- Written request
The complete listing should be restated exactly.

- Provided records
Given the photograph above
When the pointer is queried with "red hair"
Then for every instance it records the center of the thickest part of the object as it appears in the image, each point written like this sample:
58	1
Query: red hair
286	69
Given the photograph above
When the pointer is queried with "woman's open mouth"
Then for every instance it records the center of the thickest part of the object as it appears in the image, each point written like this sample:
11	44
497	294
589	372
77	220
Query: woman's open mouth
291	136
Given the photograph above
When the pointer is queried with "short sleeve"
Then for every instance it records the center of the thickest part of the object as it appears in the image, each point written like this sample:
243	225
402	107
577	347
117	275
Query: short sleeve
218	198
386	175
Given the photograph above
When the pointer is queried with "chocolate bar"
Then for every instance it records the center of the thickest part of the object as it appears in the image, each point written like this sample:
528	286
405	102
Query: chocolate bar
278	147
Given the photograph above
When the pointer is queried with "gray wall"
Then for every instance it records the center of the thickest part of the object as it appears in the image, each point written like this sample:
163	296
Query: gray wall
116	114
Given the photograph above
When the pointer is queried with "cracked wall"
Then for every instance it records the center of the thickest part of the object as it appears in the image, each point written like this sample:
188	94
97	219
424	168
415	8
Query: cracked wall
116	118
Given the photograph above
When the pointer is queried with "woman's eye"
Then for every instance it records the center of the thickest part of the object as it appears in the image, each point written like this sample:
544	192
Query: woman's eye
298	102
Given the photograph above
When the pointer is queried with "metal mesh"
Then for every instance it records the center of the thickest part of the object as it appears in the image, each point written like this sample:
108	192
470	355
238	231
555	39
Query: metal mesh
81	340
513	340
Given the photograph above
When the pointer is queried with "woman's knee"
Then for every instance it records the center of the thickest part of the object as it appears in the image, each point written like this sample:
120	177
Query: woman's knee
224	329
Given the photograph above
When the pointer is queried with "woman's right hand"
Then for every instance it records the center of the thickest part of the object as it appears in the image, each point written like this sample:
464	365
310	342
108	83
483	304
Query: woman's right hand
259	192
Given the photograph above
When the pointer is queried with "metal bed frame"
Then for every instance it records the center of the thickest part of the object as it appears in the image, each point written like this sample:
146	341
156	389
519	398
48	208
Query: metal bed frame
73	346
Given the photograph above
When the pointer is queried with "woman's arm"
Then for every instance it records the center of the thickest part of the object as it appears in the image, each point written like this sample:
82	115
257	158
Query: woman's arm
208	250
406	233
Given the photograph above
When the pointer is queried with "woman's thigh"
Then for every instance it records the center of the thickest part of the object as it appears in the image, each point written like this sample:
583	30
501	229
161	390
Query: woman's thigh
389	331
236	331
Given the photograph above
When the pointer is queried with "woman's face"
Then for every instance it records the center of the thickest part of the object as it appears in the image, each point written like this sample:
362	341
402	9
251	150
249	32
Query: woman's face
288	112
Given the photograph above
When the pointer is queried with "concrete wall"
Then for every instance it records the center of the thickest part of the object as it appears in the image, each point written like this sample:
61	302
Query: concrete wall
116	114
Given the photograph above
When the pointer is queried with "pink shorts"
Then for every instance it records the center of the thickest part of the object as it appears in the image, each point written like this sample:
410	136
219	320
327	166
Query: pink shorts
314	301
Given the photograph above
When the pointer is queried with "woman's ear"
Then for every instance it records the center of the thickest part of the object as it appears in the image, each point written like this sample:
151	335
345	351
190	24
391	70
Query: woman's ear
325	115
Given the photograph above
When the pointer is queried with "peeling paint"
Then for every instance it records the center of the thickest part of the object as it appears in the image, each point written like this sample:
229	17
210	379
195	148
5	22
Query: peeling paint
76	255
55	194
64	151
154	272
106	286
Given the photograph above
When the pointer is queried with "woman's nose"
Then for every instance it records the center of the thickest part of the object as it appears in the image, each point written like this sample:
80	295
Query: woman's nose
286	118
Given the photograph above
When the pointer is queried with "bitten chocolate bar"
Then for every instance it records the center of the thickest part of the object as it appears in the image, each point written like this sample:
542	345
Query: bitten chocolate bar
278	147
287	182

- Result of the task
Given the photograph above
When the pointer is queried with "red hair"
Then for every instance it records the center of the thickest part of the object as it appears in the image, each point written like this sample:
58	1
Query: red hair
286	69
Given the photograph above
When the pointer is queried with "woman's open mouth"
Then for every instance it records the center of the thickest part of the object as it appears in the image, each point written like this sample:
11	44
497	294
589	372
77	220
Query: woman's open mouth
291	136
Given the photograph above
When the pointer is queried with "short sleeve"
Then for every instance it records the center of the thickest part of the object as it appears in the image, each point written like this sample:
243	225
402	107
577	347
117	275
Query: short sleeve
218	198
386	175
Given the photograph above
When the pointer is queried with "chocolate bar"
Then for every instance it records the center of the thickest part of the object as it appears in the image, each point written like this sample:
528	286
405	102
Query: chocolate bar
278	147
Given the photograph above
When the pointer is queried with "gray wall"
Then for every instance it records the center of the thickest part of the object as it appears in the image, each point written like this sample:
163	296
Query: gray wall
116	114
Given the photograph above
When the pointer is queried with "cracked wall"
Then for every instance it records the center of the thickest part of the object as it appears in the image, each point written like this sample:
188	94
97	219
424	168
415	8
Query: cracked wall
116	118
Given the photograph above
When the pointer is queried with "woman's eye"
Then for every instance it records the center of the thickest part of the object as it appears in the image, each point written like this sample:
544	192
Query: woman's eye
298	102
Given the photograph above
When the pointer is queried with "metal mesh"
Then for every instance it records the center of the thickest part of the object as it appears in the image, each point written like this sample:
108	192
470	355
238	231
555	39
Query: metal mesh
81	340
513	340
Given the photograph above
When the pointer is queried with "woman's knee"
Then for every instance it records the center of the thickest part of the object as it appears in the image, each point written like this sample:
120	177
Query: woman's knee
224	329
Given the photograph above
When the pointer is queried with "woman's right hand"
Then for every instance it records the center of the thickest part of the object as it appears in the image, each point written like this sample:
464	365
310	342
108	83
483	304
Query: woman's right hand
259	192
Given the photograph above
When the pointer is queried with "metal bed frame"
Then for every instance it records the center of the thickest part of the object as it appears in the image, each point written like this sample:
146	341
156	389
519	398
48	208
Query: metal bed frame
73	346
Given the photograph above
When the pointer is queried with "woman's arm"
Then for every instance it records the center of the thickest part of the object as it appears in the image, each point written like this sample:
82	115
257	158
Query: woman's arm
208	250
406	233
Given the photograph above
When the pointer is queried with "woman's thigh"
Then for every instance it records the center of the thickest part of the object as it appears in the image, each point written like this sample:
583	30
501	229
161	390
Query: woman's thigh
389	331
236	331
Given the photograph above
When the pointer is queried with "woman's face"
Then for every instance it records the center of the thickest part of the object as it appears in the image, each point written like this sample:
362	341
402	9
251	150
249	32
Query: woman's face
288	112
Given the photograph above
When the pointer is queried with "concrete wall"
Then for every instance it records the center of the thickest part of the object as it appears in the image, each point written like this sample:
61	302
Query: concrete wall
116	114
Given the photograph above
When the pointer is queried with "pink shorts"
Then for every instance it records the center of the thickest part of the object as it appears in the image, each point written like this sample:
410	136
219	320
327	166
Query: pink shorts
314	301
Given the photograph above
When the pointer is queried with "woman's ear"
Then for every instance it records the center of the thickest part of the object as it appears in the image, each point written like this sample:
151	335
345	351
190	24
391	70
Query: woman's ear
325	115
Given the photograph above
When the pointer is queried with "peeling paint"
Then for every instance it records the center of the thickest part of the object as it appears in the image, each point written like this sample:
229	17
210	379
195	148
5	22
Query: peeling paint
76	255
55	194
64	151
154	272
106	286
Given the photograph above
When the pointer is queried with "woman's nose"
Then for every instance it records the center of the thickest part of the object as it appears in the image, each point written like this sample:
80	295
Query: woman's nose
286	118
Given the photograph above
When the pointer is queried with "bitten chocolate bar"
Then for every instance it records the center of the thickest part of the object as it appears in the image, each point written like this sample:
542	345
Query: bitten chocolate bar
278	147
287	182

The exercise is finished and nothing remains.